How we know the super-rich are finally clamping down on spending

Are the super-rich feeling the pain of recent US economic upheaval? A few key indicators – yachts, private jets and watches – aren’t looking good.

The Bucket Regatta, a four-day boat race held every March in St. Barth’s, had its fewest entrants in years, with just 24 versus 30 in 2022 and 34 in pre-covid 2019, according to organizers.

Participation in the race – in which movie producer Brian Grazer last year posted an Instagram of himself and Disney CEO Bob Iger steering the winning boat, even as ex-Disney CEO Bob Chapek grappled with Florida’s “Don’t Say Gay” Law – isn’t cheap.

Boats must be at least 100 feet long to compete and the cost of putting each boat’s dozen or so crew members up on the island costs north of $1,000 per night per person, according to a source.

“It feels quieter this year,” a hotel manager on the island told On The Money. “There’s a buzz but people aren’t spending the kind of money they were spending in years past.” 


Likewise, demand for private jet charters has slumped more than 16% year over year, according to data from Tuvoli. Not only are people flying less now than they were at the height of COVID, they’re flying less than they were before the pandemic – down more than 3% this year compared to the same period in 2019.

#### TASK REQUIREMENTS:
A – According to the article on the super-rich cutting back on spending, how long must a boat be to compete in the Bucket Regatta?
B – Extend the article on the super-rich cutting back on spending, starting right after its last sentence.

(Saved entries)
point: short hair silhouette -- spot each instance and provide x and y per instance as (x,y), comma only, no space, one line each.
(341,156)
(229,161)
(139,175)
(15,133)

#### TASK RESPONSES:
A – At least 100 feet long.

B –
“The frank reality is that volume is on a downward trend … We can see it in the numbers here and I hear it echoed by the folks I talk with across the industry,” Greg Johnson, President of Tuvoli wrote in a note to clients reviewed by The Post. “Flight activity is softening to the point where charter rates are starting to come down.”

Johnson highlighted that “leisure destinations are seeing the biggest drops,” – the ultra-rich are either taking fewer vacations or choosing to fly commercial. 

Elsewhere, Watchcharts, which measures the value of 60 watches made by the 10 most exclusive watch makers, has seen its index drop 24% over the last 12 months.